● Data in this exercise

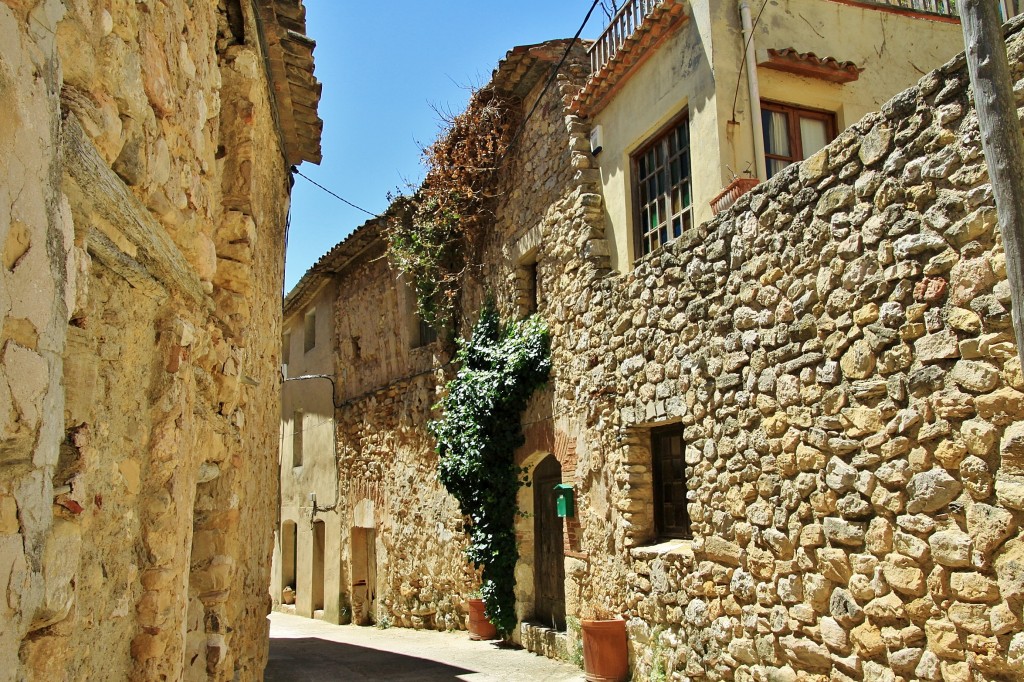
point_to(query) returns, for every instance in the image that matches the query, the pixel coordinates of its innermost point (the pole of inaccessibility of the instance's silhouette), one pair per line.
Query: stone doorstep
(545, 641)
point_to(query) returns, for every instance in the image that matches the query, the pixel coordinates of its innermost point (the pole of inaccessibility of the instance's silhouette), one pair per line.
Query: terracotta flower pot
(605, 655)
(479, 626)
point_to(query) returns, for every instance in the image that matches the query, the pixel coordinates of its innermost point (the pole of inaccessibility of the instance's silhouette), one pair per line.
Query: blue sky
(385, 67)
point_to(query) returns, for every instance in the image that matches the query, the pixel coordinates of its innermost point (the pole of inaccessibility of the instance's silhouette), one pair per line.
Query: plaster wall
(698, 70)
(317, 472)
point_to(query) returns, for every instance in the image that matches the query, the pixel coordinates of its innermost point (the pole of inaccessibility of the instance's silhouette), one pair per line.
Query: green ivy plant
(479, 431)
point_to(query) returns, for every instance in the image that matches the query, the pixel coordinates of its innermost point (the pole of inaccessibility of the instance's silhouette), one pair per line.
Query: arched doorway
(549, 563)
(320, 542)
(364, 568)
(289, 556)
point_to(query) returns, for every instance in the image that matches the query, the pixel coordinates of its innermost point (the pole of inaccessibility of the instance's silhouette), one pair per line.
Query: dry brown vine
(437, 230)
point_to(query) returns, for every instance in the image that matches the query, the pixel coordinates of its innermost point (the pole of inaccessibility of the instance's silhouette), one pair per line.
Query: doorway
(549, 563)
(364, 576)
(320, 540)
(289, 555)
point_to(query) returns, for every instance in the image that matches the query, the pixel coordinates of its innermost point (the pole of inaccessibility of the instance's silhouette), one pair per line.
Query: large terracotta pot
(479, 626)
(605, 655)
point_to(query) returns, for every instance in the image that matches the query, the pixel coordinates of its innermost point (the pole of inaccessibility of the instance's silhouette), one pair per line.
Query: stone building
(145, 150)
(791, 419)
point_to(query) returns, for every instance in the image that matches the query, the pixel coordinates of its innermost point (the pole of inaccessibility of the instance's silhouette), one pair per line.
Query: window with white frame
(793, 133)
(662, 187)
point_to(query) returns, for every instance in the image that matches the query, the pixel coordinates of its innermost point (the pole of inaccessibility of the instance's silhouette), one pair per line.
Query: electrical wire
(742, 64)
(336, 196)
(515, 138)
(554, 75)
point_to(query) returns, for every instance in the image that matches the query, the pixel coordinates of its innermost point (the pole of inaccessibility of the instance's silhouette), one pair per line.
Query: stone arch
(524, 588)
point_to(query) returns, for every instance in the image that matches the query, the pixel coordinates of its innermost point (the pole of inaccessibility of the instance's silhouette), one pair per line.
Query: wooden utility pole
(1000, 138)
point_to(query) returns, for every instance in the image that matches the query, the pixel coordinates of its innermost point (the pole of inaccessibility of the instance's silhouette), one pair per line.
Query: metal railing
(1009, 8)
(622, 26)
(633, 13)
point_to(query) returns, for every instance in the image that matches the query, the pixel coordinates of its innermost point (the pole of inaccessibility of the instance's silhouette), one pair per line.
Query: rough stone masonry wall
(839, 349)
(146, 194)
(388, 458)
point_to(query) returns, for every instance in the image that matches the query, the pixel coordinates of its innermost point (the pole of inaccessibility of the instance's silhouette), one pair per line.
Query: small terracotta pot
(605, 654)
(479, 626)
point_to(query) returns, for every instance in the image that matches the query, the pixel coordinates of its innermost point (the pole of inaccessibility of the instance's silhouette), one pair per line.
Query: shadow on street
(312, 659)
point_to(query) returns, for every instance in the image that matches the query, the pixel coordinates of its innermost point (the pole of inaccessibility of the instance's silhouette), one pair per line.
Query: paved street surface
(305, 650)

● What the exercise asks
Please copy every entry exactly, without the pictures.

● Final answer
point_to(query) returns, for every instance in the image that matches the query, the pixel coordinates of its innermost point (the pole of inaccessibility of the instance's silhouette), one pair per line.
Query: stone doorstep
(545, 641)
point_to(query) returns, for every instance in the image that matches the query, the pixel coordinates of its innermost point (the pole of inaccessibility of the instance's silhouette), one pair per line.
Query: terracotta flower pot
(605, 655)
(479, 626)
point_to(query) returns, for every instance in the image that matches the query, the pixel coordinates of its innermost point (the pole of inaccessibility of the instance's silhouette), one pair per line.
Query: blue sky
(385, 67)
point_to(query) returns, for every instance in the image that matches the query, the pixel coordinates of its innermost point (the pole of inaccessibility of the instance's silhouette), one pair per line.
Query: plaster wall
(698, 70)
(317, 472)
point_to(query) returns, for every instance in the image that matches the query, the pixel coordinates of its innermost point (the pole of inaccessibility of the instance's silhouette), one pair per line.
Query: green ivy plant
(479, 431)
point_to(query) returns, for every instance in the image that matches the query, the pixel coordinates of its innermost point (the pole of inaccessibility of the instance's silhouette), one pair per line.
Query: arched doorway
(549, 563)
(320, 542)
(364, 568)
(289, 556)
point_to(query) returns, for every instance in the image that matches the query, the pixel coordinates of its innermost point (the pole of inaccessibility of the instance's silhouette), one pair per line.
Query: dry brown vine
(437, 230)
point_to(query) returns, for every instance in the image that matches the query, the pixel coordinates of its innermost point (the pole of inaccessibility of the instance's silhouette), one pair per line.
Query: doorway
(549, 563)
(364, 576)
(320, 540)
(289, 555)
point_to(query) returns, for every instance in the image that matches the query, the pixel coordinates of its innermost point (the pole of inaccessibility of the instance's silhouette), one pair per line.
Query: large terracotta pot
(479, 626)
(605, 655)
point_to(query) returns, for every instance in the image that matches the query, the pixel coordinates of its innermost point (the pole of inaccessibility of the instance's silhouette), one pair per line.
Query: stone building
(145, 150)
(791, 419)
point_to(query) returns, for every instance in the image that matches the query, the pixel coordinates of its innermost point (the pole of inaccessibility of the instance's silhouette), one pair per line.
Query: window with white frame
(793, 133)
(662, 187)
point_to(query) returns, for every instance in the image that matches the query, the pixel coordinates of its innermost point (the pole of inaccessibility of the instance's silhouette), one pair per line.
Query: electrical wire
(742, 64)
(336, 196)
(515, 138)
(554, 75)
point_to(query) returns, for every instance in the image that matches the query, the pixel coordinates of its innermost point (the pole of inaccessibility of the instance's silhouette), one pair per line.
Query: stone arch
(524, 588)
point_to(query) returns, for every instance in the image that matches the query, the pixel coordinates of its innermost point (the pole of inaccessibility of the instance's silhouette), one pair per line.
Query: wooden utility pole
(1000, 138)
point_to(query) returns, for every instance in the image that matches the query, the pixel coordinates of its innermost point (the pole of inaccessibility of the instance's silhouette), one pair per line.
Query: metal railing
(1009, 8)
(622, 26)
(633, 13)
point_to(query) returns, for every instance in the image that matches the query, the pixel coordinates of its innermost point (the pole of inaccessibility of the instance's silhouette), one pair per line.
Query: rough stone masonry wall
(839, 349)
(146, 194)
(388, 458)
point_to(query) returns, for every instance in the image that matches the query, the pixel coordinates of its innermost point (the pole of inaccessibility of the instance's silhouette), one pair per line.
Query: small terracotta pot
(605, 654)
(479, 626)
point_to(query) returns, for every instance in the image that matches the query, the pixel coordinates of its innermost point (the pole of inaccessibility of the instance's silhouette), one pair per line.
Query: shadow on street
(312, 659)
point_to(query) returns, for every instance in the image that matches the query, the pixel coordinates of its innermost point (the pole of inaccessibility of the instance's silhouette), one pair per line.
Query: paved street surface
(305, 650)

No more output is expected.